Segmentation annotation records

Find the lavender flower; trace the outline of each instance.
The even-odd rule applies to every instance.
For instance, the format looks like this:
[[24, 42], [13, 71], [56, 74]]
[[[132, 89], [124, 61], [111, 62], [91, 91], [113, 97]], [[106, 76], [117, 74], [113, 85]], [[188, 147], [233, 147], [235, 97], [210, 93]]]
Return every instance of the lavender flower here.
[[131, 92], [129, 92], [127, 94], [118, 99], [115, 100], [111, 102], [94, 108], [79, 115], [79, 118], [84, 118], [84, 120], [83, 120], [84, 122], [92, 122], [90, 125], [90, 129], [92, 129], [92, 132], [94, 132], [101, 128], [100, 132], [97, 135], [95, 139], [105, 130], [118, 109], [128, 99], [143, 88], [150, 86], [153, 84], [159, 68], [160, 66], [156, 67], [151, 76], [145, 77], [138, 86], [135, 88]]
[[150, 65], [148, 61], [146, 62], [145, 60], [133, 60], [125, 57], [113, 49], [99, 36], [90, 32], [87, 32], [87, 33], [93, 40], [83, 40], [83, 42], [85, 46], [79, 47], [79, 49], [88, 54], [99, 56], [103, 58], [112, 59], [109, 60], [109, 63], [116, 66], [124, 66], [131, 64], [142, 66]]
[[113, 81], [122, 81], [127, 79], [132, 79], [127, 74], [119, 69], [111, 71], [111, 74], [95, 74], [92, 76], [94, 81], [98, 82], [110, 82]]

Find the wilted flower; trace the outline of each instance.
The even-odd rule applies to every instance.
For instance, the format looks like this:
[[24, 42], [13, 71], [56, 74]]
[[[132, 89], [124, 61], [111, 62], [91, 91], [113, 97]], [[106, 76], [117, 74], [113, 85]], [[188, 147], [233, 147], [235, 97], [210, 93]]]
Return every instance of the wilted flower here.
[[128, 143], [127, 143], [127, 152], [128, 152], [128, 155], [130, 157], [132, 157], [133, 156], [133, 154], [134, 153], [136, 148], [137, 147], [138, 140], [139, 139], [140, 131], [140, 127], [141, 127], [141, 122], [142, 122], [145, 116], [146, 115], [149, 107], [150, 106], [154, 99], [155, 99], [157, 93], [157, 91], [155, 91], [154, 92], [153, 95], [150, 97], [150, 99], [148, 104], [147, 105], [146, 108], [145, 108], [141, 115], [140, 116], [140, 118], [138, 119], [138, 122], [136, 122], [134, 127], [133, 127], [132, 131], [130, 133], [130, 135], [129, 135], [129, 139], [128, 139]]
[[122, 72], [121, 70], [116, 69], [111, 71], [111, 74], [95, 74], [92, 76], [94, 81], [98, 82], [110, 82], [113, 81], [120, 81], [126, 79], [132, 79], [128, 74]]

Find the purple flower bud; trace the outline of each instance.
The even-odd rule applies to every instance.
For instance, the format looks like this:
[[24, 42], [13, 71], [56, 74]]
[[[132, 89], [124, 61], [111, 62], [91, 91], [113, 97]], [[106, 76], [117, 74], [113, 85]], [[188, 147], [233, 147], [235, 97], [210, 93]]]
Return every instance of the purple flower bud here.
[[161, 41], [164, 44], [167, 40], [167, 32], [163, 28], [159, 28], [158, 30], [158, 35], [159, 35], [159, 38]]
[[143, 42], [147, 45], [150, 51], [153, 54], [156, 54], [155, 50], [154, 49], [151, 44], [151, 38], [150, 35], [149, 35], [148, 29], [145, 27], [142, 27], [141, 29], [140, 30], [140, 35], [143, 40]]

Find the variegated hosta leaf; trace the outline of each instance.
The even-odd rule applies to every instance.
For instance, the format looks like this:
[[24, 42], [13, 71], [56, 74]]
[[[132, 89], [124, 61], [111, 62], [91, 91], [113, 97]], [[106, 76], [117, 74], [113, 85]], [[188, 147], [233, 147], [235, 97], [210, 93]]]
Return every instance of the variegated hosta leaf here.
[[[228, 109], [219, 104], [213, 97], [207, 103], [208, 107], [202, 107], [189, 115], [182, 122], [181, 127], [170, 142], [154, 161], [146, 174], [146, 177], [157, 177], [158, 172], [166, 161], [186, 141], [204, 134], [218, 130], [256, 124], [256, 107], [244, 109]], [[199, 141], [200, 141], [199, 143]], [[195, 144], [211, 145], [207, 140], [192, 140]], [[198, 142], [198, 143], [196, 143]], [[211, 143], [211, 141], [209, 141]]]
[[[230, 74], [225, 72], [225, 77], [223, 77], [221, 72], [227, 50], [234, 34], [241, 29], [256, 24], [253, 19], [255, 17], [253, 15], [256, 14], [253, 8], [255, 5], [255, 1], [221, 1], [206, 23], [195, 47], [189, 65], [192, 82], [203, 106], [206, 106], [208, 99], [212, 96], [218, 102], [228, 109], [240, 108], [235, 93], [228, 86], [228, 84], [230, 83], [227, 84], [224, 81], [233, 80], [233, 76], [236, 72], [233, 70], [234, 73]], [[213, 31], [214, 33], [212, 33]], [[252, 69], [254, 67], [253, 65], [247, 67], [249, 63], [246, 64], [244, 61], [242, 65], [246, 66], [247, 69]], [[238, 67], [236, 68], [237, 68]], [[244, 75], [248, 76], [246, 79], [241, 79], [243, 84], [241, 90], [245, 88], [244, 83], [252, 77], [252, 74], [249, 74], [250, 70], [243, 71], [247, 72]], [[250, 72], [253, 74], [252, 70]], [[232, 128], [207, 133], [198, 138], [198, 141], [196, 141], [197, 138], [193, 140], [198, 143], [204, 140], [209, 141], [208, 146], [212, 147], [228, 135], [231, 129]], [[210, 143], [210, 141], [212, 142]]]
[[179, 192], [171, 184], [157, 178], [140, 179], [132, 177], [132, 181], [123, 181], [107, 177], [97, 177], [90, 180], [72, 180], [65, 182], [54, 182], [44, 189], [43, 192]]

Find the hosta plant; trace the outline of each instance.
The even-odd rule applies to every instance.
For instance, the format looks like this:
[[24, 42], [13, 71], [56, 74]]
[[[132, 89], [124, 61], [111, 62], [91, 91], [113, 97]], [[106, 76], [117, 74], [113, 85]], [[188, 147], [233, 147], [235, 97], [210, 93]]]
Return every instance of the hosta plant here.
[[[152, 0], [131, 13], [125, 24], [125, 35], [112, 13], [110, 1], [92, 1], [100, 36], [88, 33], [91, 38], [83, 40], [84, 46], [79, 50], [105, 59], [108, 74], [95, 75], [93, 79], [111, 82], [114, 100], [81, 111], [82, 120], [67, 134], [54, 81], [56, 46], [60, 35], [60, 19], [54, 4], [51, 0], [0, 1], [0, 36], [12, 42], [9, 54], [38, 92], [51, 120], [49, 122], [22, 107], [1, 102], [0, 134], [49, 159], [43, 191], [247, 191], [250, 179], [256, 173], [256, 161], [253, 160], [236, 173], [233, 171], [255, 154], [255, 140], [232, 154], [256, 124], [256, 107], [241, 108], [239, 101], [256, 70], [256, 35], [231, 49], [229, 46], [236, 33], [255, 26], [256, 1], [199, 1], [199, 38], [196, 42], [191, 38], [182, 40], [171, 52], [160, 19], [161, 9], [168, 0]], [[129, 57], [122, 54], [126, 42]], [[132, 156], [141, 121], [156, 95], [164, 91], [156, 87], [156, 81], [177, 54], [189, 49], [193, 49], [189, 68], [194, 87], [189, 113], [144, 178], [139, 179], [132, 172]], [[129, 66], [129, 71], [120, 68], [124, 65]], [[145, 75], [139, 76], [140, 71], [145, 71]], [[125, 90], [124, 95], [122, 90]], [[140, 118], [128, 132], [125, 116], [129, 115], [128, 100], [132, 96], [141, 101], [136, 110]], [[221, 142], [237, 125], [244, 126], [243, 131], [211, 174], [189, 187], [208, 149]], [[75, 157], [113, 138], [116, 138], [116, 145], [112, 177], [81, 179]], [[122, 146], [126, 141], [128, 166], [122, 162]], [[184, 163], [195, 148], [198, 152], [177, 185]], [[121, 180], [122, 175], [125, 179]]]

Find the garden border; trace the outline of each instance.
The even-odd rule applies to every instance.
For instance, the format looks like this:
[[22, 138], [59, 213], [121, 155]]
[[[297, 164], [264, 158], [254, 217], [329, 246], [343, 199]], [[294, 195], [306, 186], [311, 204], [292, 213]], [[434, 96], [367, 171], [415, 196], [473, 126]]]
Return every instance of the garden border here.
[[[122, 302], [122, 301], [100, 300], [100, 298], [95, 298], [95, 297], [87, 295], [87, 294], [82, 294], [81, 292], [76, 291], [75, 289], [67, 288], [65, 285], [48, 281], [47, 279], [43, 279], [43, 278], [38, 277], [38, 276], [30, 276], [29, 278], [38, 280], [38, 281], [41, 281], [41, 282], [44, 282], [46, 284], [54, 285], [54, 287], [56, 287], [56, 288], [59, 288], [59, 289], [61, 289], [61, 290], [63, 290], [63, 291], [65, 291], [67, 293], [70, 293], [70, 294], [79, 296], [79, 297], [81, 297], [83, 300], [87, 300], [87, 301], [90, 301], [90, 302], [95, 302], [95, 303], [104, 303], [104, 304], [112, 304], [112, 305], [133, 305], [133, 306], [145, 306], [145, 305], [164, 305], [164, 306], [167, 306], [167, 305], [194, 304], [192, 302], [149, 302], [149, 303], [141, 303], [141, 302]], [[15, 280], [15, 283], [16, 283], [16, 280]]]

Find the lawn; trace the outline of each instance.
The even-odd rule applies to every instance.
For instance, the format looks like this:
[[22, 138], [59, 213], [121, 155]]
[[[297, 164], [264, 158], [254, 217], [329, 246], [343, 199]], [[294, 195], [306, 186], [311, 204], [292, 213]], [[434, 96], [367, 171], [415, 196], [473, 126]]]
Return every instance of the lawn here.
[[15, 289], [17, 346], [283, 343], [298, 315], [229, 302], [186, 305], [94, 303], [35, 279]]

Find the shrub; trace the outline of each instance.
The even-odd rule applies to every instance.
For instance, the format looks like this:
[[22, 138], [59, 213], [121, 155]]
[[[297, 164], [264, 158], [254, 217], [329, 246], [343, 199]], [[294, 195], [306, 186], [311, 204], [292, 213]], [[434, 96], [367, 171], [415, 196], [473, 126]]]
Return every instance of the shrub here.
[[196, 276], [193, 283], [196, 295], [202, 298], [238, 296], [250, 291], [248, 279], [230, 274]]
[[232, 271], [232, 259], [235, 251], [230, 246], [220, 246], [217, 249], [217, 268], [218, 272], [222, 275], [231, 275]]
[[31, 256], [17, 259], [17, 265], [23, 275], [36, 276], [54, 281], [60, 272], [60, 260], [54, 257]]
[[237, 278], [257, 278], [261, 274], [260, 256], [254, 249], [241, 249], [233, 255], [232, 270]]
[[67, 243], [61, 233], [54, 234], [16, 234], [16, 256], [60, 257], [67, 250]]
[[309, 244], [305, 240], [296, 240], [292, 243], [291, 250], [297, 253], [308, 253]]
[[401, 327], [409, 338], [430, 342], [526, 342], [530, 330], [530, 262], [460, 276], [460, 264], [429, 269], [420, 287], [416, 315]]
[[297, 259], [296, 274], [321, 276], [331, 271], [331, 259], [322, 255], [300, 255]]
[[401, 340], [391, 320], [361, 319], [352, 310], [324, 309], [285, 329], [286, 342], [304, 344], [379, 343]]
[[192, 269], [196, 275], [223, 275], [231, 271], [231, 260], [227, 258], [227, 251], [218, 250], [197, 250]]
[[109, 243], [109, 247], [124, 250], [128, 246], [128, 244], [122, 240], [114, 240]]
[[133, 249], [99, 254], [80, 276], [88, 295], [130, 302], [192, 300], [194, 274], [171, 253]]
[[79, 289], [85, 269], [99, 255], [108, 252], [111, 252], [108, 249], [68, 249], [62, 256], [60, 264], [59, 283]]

> [INSTRUCTIONS TO FOLLOW]
Format the part of the material above that opens with the line containing "Find the variegated" and closes with the line containing "Return every instance of the variegated" as a Markdown table with the columns No. and Line, one row per line, with both end lines included and any blank lines left out.

> [FINISHED TASK]
| No. | Line |
|---|---|
| 1 | Find the variegated hosta leaf; trace the outline of each instance. |
| 2 | The even-odd rule applies to every instance. |
| 3 | For instance, the format looks like this: |
| 4 | [[24, 42], [13, 71], [56, 74]] |
| 5 | [[[132, 89], [124, 61], [111, 62], [91, 91], [113, 97]], [[106, 76], [117, 74], [113, 85]], [[188, 147], [233, 147], [235, 97], [210, 93]]] |
| 6 | Return every instance of the variegated hosta leaf here. |